### Records to process:
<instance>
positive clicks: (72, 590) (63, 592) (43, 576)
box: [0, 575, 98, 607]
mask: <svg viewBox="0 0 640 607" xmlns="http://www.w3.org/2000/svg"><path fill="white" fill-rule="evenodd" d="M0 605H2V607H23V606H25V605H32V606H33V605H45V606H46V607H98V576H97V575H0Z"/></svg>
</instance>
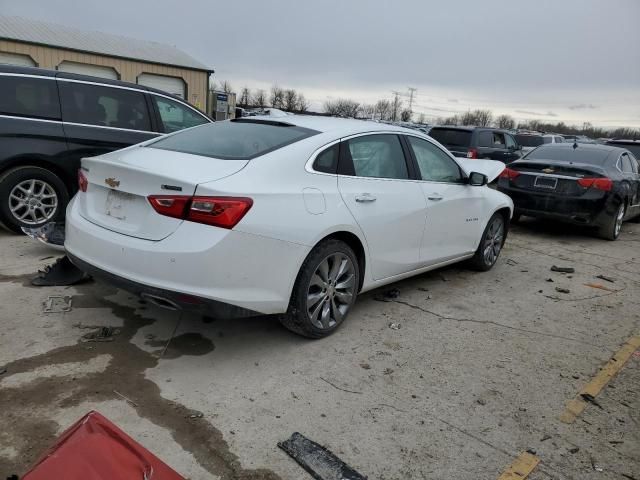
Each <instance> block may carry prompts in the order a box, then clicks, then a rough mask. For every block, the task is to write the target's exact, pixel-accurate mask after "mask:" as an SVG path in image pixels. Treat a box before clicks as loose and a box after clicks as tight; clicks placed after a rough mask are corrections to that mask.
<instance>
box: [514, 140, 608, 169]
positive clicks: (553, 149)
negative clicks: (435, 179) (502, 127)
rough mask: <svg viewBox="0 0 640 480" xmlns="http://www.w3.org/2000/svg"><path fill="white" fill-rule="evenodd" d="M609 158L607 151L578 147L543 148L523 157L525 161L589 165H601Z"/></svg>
mask: <svg viewBox="0 0 640 480" xmlns="http://www.w3.org/2000/svg"><path fill="white" fill-rule="evenodd" d="M608 156H609V150H607V149H604V148H603V149H601V148H585V147H584V146H579V147H578V148H576V149H574V148H573V147H559V146H558V147H556V146H552V145H550V146H543V147H540V148H536V149H535V150H532V151H531V152H530V153H528V154H527V155H525V156H524V159H526V160H553V161H559V162H567V163H568V162H573V163H589V164H591V165H602V164H604V161H605V160H606V159H607V157H608Z"/></svg>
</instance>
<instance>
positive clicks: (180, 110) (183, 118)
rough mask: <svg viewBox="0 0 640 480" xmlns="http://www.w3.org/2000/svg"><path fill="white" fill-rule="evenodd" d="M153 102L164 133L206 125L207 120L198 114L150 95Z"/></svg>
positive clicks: (190, 109) (190, 110)
mask: <svg viewBox="0 0 640 480" xmlns="http://www.w3.org/2000/svg"><path fill="white" fill-rule="evenodd" d="M151 98H153V101H154V102H155V104H156V107H157V108H158V113H160V120H161V121H162V126H163V127H164V132H165V133H173V132H177V131H178V130H182V129H184V128H190V127H195V126H197V125H202V124H203V123H208V120H207V119H206V118H204V117H203V116H202V115H200V114H199V113H198V112H196V111H194V110H192V109H190V108H188V107H186V106H185V105H183V104H181V103H179V102H175V101H173V100H169V99H168V98H163V97H158V96H156V95H152V97H151Z"/></svg>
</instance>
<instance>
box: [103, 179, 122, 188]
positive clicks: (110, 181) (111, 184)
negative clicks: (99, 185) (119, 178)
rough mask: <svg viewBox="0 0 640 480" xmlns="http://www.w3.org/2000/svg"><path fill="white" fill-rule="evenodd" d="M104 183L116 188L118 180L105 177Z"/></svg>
mask: <svg viewBox="0 0 640 480" xmlns="http://www.w3.org/2000/svg"><path fill="white" fill-rule="evenodd" d="M104 183H106V184H107V185H109V186H110V187H111V188H116V187H119V186H120V180H116V179H115V178H111V177H110V178H105V179H104Z"/></svg>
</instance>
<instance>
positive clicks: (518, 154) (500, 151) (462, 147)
mask: <svg viewBox="0 0 640 480" xmlns="http://www.w3.org/2000/svg"><path fill="white" fill-rule="evenodd" d="M429 136H430V137H431V138H434V139H435V140H437V141H438V142H440V143H441V144H442V145H444V146H445V147H446V148H447V150H449V151H450V152H451V153H452V154H453V155H455V156H456V157H467V158H487V159H490V160H500V161H501V162H504V163H511V162H513V161H514V160H517V159H518V158H520V157H521V156H522V148H521V147H520V145H518V142H516V140H515V138H514V137H513V135H511V134H510V133H509V132H507V131H505V130H498V129H495V128H488V127H433V128H432V129H431V131H430V132H429Z"/></svg>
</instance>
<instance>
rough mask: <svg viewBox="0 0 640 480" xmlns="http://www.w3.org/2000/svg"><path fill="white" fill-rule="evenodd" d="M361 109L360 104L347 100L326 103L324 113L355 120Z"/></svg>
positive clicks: (328, 100) (338, 116) (340, 99)
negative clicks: (358, 112)
mask: <svg viewBox="0 0 640 480" xmlns="http://www.w3.org/2000/svg"><path fill="white" fill-rule="evenodd" d="M359 108H360V104H359V103H358V102H355V101H353V100H349V99H345V98H339V99H337V100H327V101H326V102H324V111H325V112H326V113H328V114H329V115H334V116H337V117H347V118H355V117H356V115H357V114H358V109H359Z"/></svg>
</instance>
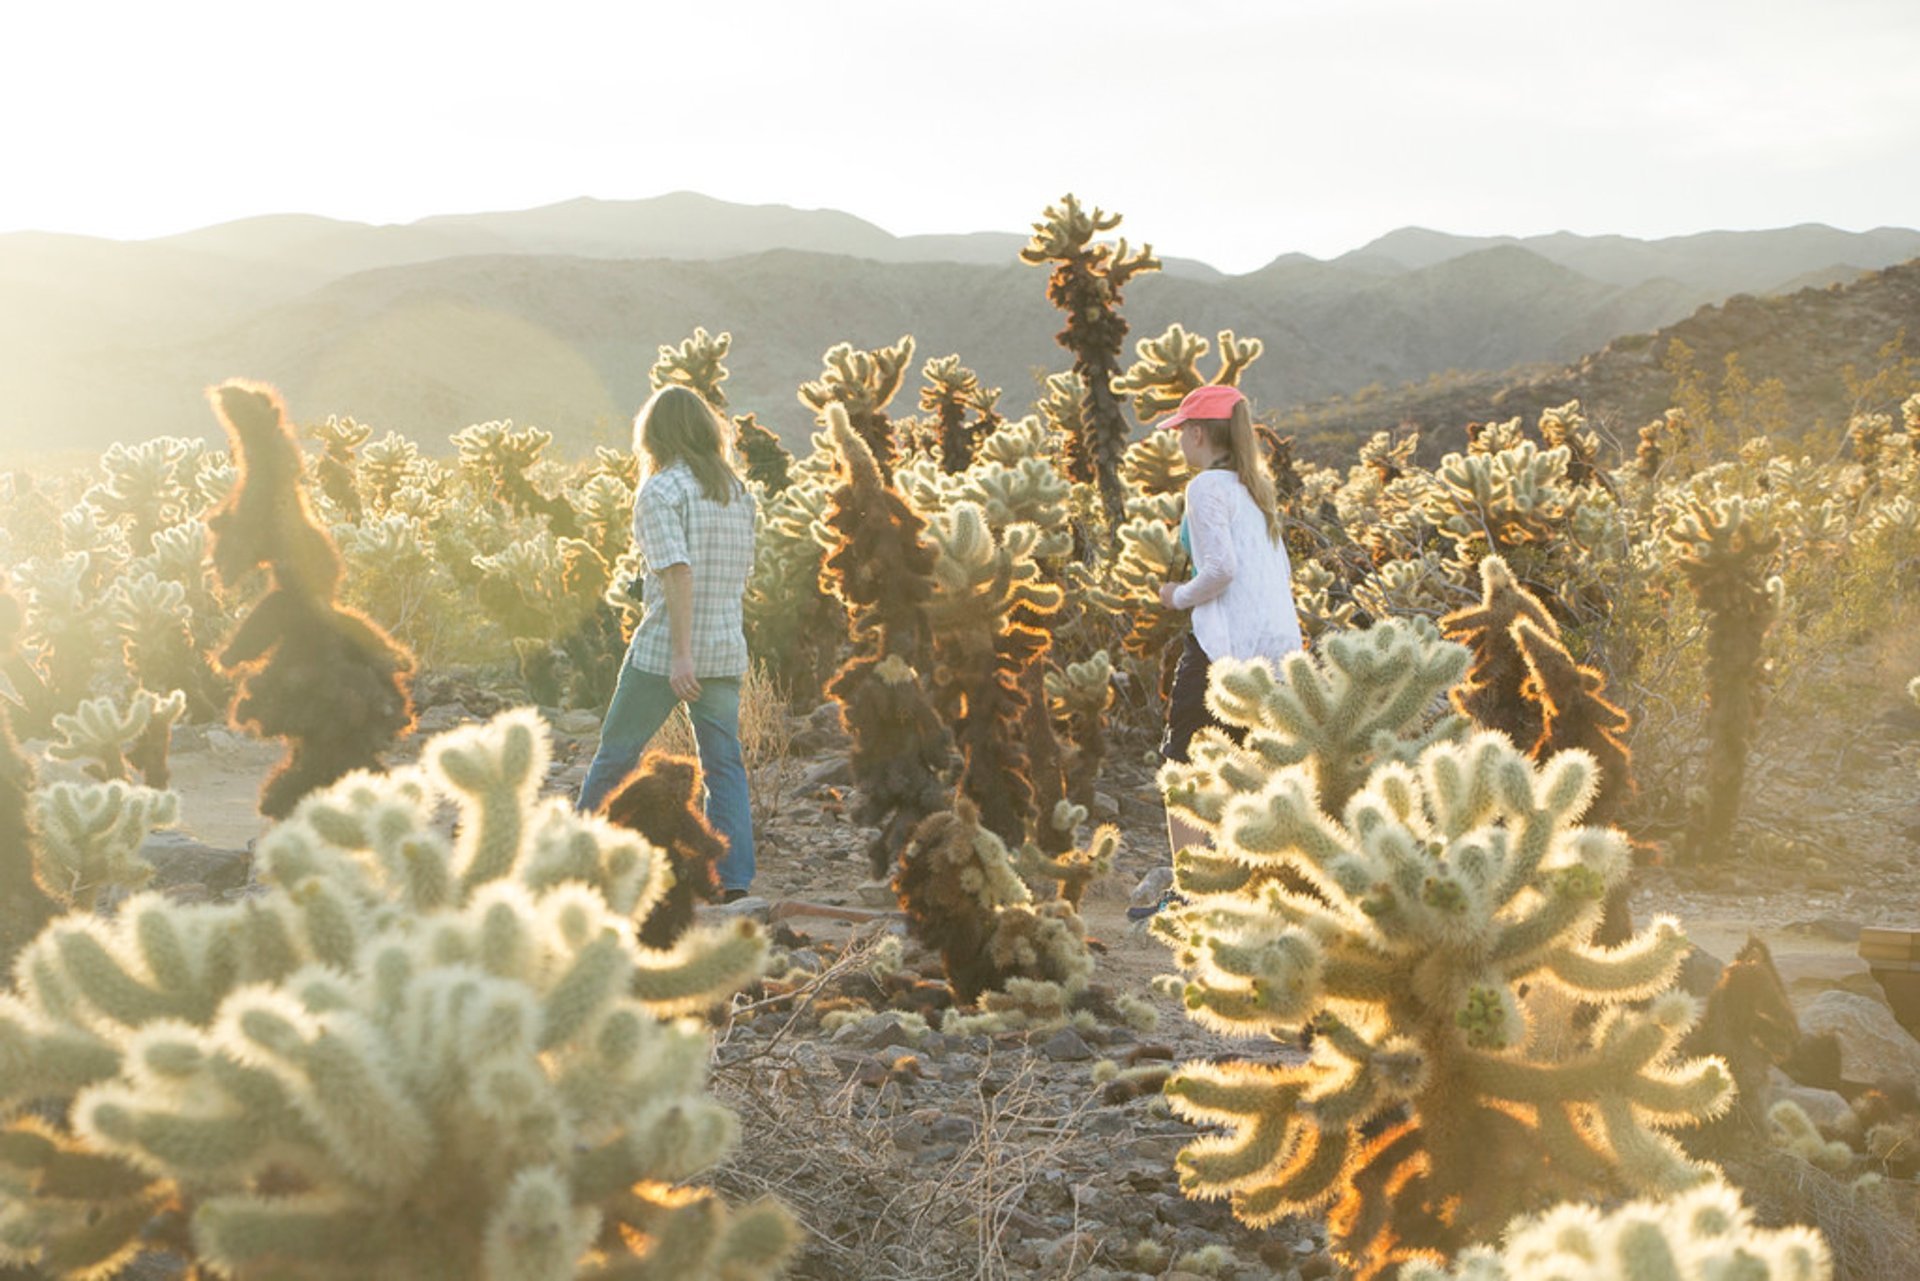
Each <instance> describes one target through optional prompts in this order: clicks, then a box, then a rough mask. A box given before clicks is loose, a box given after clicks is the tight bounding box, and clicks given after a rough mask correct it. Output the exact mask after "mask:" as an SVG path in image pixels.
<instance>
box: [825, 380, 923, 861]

### What you should do:
Say the number of lines above that include "order", and only that.

### Result below:
2